> Task description:
Copy out the entire text below on Coherence's distributed processing features, word for word and with nothing left out.

> Quoted text:
#####

While you can have a successful career with Coherence just being a get/set man, its true power is realized when you leverage the full scale of the cluster as a whole and exploit its distributed processing capabilities.
For the use cases I’ve implemented, the features I used most frequently and have gone head-to-head with incumbents are as follows:
- InvocationService - I have to admit that I took this for granted up until I went against IBM’s eXtreme Scale. Most organizations want to preload/warm the cache and the InvocationService allows you to issue commands to each member in a distributed manner. Parallelizing this activity gains economies of scale since the load time and rebalancing can be kept to a minimum. Said another way, a million rows can be loaded in the time it takes to load 100,000 if you have 10 storage enabled members. Each member is issued a command which details what rows it is responsible for loading. Coherence provides a number of the libraries required to handle this including ‘retry’ functionality hooks and abstracts all the threading/concurrency logic which would be a nightmare to sort out; as IBM learned on this project. This is in direct contrast to extremeScale’s capability - which relied on leveraging Java’s Executor classes. Basically, they had to roll their own distributed processing engine while on-site.

#####

(Stored items)
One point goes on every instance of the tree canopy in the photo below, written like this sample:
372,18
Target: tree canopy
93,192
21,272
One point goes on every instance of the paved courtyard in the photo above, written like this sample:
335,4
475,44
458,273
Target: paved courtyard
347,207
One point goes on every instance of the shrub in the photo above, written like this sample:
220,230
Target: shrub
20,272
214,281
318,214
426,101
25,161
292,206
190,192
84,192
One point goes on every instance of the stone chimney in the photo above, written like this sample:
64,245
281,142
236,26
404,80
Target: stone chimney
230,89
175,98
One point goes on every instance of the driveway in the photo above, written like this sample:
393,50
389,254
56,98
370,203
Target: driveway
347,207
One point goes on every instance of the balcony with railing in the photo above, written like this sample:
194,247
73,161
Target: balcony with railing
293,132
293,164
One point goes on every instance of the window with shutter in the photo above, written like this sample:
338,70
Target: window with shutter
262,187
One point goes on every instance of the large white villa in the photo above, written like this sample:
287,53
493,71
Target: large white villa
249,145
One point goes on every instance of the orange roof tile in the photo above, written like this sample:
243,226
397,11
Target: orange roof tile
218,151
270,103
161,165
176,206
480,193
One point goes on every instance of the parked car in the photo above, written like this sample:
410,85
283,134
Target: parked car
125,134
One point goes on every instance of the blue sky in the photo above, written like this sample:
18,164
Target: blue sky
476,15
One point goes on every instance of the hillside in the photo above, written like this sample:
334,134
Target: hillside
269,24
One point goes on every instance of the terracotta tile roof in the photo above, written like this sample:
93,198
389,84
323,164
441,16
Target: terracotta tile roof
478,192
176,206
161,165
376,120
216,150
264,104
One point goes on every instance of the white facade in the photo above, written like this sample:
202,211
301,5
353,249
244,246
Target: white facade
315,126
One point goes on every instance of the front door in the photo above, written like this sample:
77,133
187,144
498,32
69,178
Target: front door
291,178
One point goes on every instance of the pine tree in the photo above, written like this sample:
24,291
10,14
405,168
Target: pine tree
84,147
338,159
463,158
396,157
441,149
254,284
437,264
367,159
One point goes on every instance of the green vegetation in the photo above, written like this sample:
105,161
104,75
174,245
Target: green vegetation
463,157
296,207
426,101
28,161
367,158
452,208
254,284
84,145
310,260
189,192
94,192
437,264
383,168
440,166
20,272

#####

> Solution:
While you can have a successful career with Coherence just being a get/set man, its true power is realized when you leverage the full scale of the cluster as a whole and exploit its distributed processing capabilities.
For the use cases I’ve implemented, the features I used most frequently and have gone head-to-head with incumbents are as follows:
- InvocationService - I have to admit that I took this for granted up until I went against IBM’s eXtreme Scale. Most organizations want to preload/warm the cache and the InvocationService allows you to issue commands to each member in a distributed manner. Parallelizing this activity gains economies of scale since the load time and rebalancing can be kept to a minimum. Said another way, a million rows can be loaded in the time it takes to load 100,000 if you have 10 storage enabled members. Each member is issued a command which details what rows it is responsible for loading. Coherence provides a number of the libraries required to handle this including ‘retry’ functionality hooks and abstracts all the threading/concurrency logic which would be a nightmare to sort out; as IBM learned on this project. This is in direct contrast to extremeScale’s capability - which relied on leveraging Java’s Executor classes. Basically, they had to roll their own distributed processing engine while on-site.